• **TASK GOAL**
From the material below, extract every line containing the word "bare". Treat uppercase and lowercase as different.

• **STORED RECORDS**
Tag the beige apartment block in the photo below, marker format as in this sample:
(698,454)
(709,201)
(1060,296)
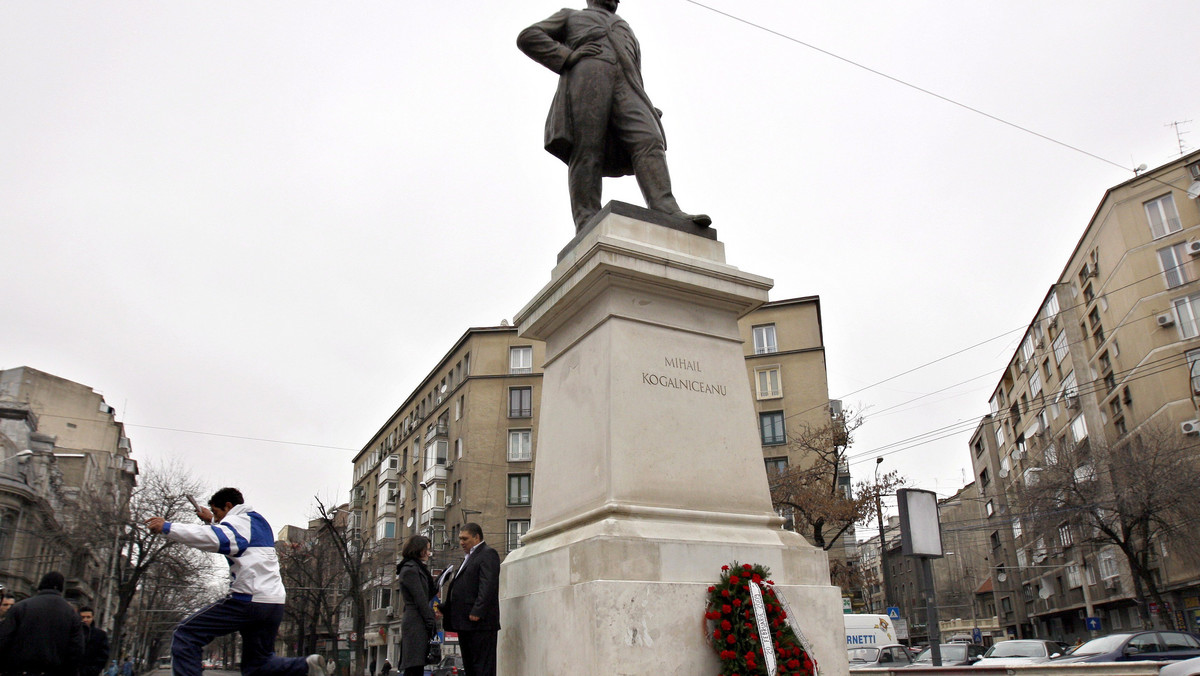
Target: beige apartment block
(462,447)
(61,444)
(1109,351)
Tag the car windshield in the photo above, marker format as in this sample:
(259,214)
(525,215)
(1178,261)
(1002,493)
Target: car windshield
(1018,648)
(863,654)
(1102,645)
(951,652)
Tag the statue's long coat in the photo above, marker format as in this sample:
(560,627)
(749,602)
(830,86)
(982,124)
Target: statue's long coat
(550,42)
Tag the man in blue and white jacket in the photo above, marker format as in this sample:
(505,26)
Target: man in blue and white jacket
(255,604)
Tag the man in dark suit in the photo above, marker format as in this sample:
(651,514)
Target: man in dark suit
(473,603)
(95,650)
(42,634)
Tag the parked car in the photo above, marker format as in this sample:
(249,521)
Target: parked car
(1127,646)
(1021,651)
(953,654)
(450,665)
(875,657)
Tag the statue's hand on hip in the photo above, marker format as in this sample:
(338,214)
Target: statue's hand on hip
(586,51)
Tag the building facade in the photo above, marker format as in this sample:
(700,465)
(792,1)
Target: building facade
(462,447)
(63,448)
(1109,352)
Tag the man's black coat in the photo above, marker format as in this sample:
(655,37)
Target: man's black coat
(42,634)
(475,591)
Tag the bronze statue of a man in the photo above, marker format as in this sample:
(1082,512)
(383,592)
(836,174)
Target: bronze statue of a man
(601,121)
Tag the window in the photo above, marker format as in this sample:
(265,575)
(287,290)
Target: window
(772,426)
(1065,536)
(520,446)
(387,530)
(765,340)
(521,359)
(1162,215)
(520,402)
(1051,307)
(517,528)
(1187,310)
(520,489)
(436,453)
(1171,258)
(1078,429)
(767,382)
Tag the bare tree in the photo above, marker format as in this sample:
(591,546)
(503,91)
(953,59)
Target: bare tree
(352,555)
(816,491)
(161,491)
(1137,495)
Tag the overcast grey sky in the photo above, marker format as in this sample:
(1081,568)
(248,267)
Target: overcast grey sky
(270,219)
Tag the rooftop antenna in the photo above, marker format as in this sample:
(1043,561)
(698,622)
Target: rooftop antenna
(1180,135)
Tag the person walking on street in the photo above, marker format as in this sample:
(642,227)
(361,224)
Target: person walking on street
(95,644)
(418,623)
(255,604)
(473,603)
(42,634)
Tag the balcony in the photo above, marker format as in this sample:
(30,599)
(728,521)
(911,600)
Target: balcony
(435,473)
(438,430)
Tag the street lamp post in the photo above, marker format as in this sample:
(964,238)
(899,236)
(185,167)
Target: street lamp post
(879,514)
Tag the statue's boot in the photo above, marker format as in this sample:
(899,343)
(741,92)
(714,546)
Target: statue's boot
(654,179)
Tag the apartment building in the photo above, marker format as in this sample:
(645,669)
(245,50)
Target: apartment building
(1110,351)
(60,443)
(463,446)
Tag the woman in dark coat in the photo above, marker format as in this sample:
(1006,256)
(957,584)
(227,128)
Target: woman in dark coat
(417,626)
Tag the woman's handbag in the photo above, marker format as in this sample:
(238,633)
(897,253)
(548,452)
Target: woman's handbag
(435,653)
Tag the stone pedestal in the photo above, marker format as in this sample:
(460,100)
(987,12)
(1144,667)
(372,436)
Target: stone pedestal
(649,473)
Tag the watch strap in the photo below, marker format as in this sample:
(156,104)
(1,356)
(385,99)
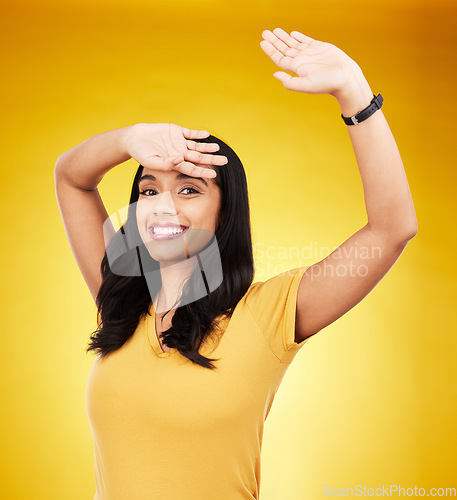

• **FULL ANSWER**
Tag the bare tree in the photo above, marker format as in this sample:
Target: bare tree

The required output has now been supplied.